>> BEGIN Provided records

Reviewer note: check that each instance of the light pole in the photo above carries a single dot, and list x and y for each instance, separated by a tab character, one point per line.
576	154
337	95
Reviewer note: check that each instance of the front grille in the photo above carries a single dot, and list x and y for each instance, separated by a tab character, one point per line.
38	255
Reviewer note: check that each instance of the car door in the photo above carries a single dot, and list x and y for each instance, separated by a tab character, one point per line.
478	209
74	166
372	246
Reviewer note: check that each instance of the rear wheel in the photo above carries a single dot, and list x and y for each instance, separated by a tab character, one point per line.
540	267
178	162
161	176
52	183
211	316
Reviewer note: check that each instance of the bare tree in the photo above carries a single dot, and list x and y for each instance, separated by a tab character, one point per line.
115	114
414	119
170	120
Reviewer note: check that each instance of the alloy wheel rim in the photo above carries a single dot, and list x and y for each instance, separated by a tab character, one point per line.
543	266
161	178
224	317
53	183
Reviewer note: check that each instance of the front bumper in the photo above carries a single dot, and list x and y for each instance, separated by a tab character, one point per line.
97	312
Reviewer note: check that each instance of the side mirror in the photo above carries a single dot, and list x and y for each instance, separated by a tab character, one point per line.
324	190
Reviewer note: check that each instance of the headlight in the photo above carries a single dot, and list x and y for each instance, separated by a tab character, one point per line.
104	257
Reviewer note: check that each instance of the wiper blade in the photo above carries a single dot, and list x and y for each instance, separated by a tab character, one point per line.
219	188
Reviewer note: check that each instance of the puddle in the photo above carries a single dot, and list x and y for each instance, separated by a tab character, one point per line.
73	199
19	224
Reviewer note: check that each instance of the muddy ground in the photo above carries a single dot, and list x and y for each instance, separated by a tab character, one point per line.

>> END Provided records
>> BEGIN Provided records

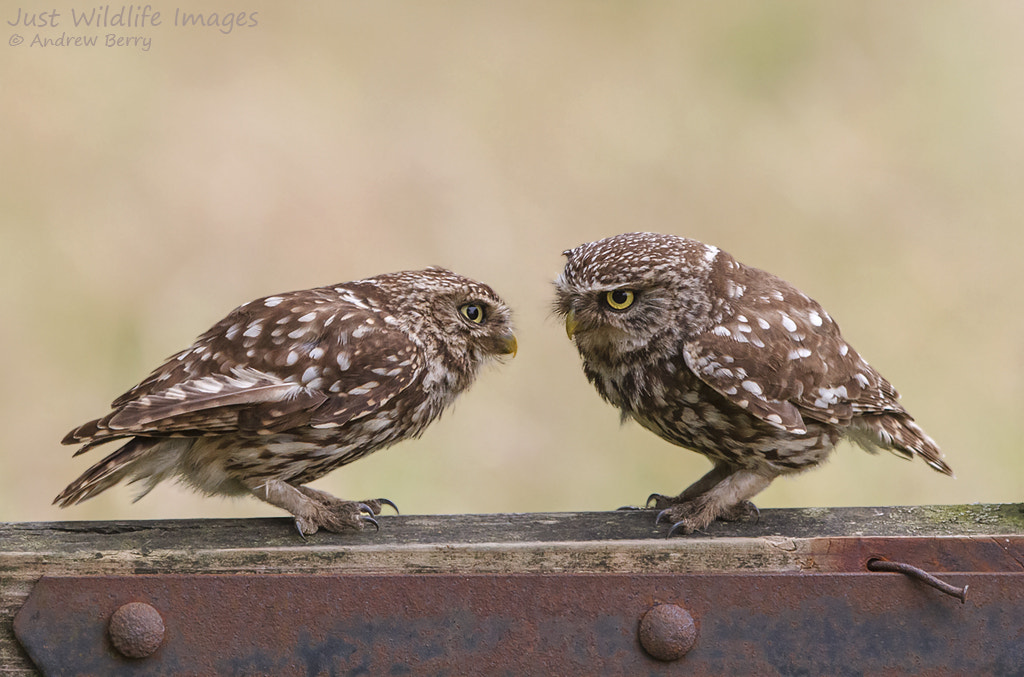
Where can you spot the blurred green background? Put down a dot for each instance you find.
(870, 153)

>> END Provided records
>> BEGIN Provided records

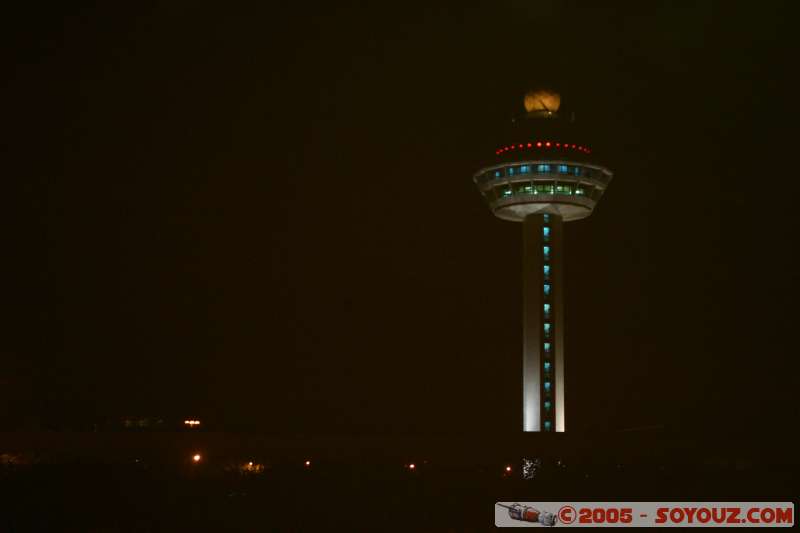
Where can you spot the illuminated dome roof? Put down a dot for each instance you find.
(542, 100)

>> END Provided records

● **Aim**
Count the rows above that contain the word "Where", and reply with only that number.

● **Exercise output**
2